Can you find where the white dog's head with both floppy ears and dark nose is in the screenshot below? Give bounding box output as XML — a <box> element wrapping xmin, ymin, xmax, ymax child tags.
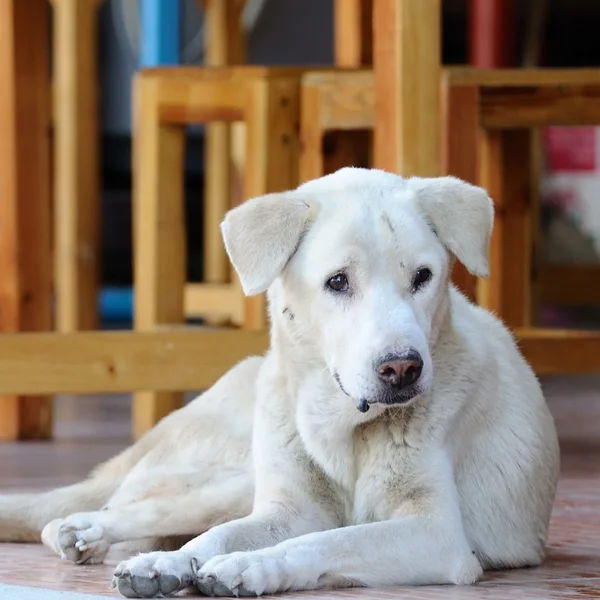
<box><xmin>222</xmin><ymin>168</ymin><xmax>493</xmax><ymax>410</ymax></box>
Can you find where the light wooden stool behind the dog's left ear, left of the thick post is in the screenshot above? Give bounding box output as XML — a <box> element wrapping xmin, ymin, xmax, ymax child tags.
<box><xmin>133</xmin><ymin>67</ymin><xmax>303</xmax><ymax>436</ymax></box>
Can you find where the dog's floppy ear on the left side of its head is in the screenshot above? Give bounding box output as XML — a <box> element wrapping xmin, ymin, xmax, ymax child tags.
<box><xmin>221</xmin><ymin>192</ymin><xmax>311</xmax><ymax>296</ymax></box>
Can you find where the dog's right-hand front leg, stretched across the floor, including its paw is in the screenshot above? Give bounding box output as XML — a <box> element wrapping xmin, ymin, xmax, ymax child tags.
<box><xmin>196</xmin><ymin>479</ymin><xmax>482</xmax><ymax>595</ymax></box>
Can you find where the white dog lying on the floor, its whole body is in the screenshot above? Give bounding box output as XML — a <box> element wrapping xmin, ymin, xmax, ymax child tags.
<box><xmin>0</xmin><ymin>169</ymin><xmax>559</xmax><ymax>597</ymax></box>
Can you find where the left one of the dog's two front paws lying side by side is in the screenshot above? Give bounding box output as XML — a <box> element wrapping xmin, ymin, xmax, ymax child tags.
<box><xmin>112</xmin><ymin>551</ymin><xmax>194</xmax><ymax>598</ymax></box>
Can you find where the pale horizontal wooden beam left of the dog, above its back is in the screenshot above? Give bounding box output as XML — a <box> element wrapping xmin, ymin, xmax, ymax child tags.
****************
= Your assignment =
In full and without changes, repeat the listing above, but not its pictures.

= Solution =
Can you find where the white dog's head with both floppy ears and dark nose is in the screenshot below? Give bounding box output as XML — a <box> element wrapping xmin, ymin, xmax, ymax child tags.
<box><xmin>222</xmin><ymin>168</ymin><xmax>493</xmax><ymax>410</ymax></box>
Can you find where the light wooden stool behind the dog's left ear, left of the thick post is in the screenshot above? Give bounding box output as XML — a <box> element wrapping xmin, ymin, xmax, ymax child tags.
<box><xmin>133</xmin><ymin>67</ymin><xmax>303</xmax><ymax>436</ymax></box>
Can you find where the dog's floppy ear on the left side of its head is in the screenshot above? Give bounding box output as XML — a <box> element wrapping xmin, ymin, xmax, ymax child tags.
<box><xmin>221</xmin><ymin>192</ymin><xmax>311</xmax><ymax>296</ymax></box>
Can you find where the dog's right-hand front leg, stretched across the floor, including its paw is in the screenshot above? Give bounding box output as XML — a <box> element wrapping xmin, ymin, xmax, ymax child tags.
<box><xmin>196</xmin><ymin>479</ymin><xmax>482</xmax><ymax>595</ymax></box>
Can you find where the white dog lying on the floor, its whole body is in the screenshot above? Give bounding box output as XML — a <box> element wrapping xmin, ymin, xmax, ymax child tags.
<box><xmin>0</xmin><ymin>169</ymin><xmax>559</xmax><ymax>597</ymax></box>
Can you find where the left one of the dog's two front paws lying side by side is in the screenshot above? Give bounding box output as XML — a <box> element wrapping xmin, ymin, xmax, ymax child tags.
<box><xmin>112</xmin><ymin>551</ymin><xmax>194</xmax><ymax>598</ymax></box>
Can you find where the pale horizontal wooden beam left of the dog, above its back is in the screenshot above? Give bounding box output as XML — a <box> element wrapping xmin, ymin, xmax, ymax child tags.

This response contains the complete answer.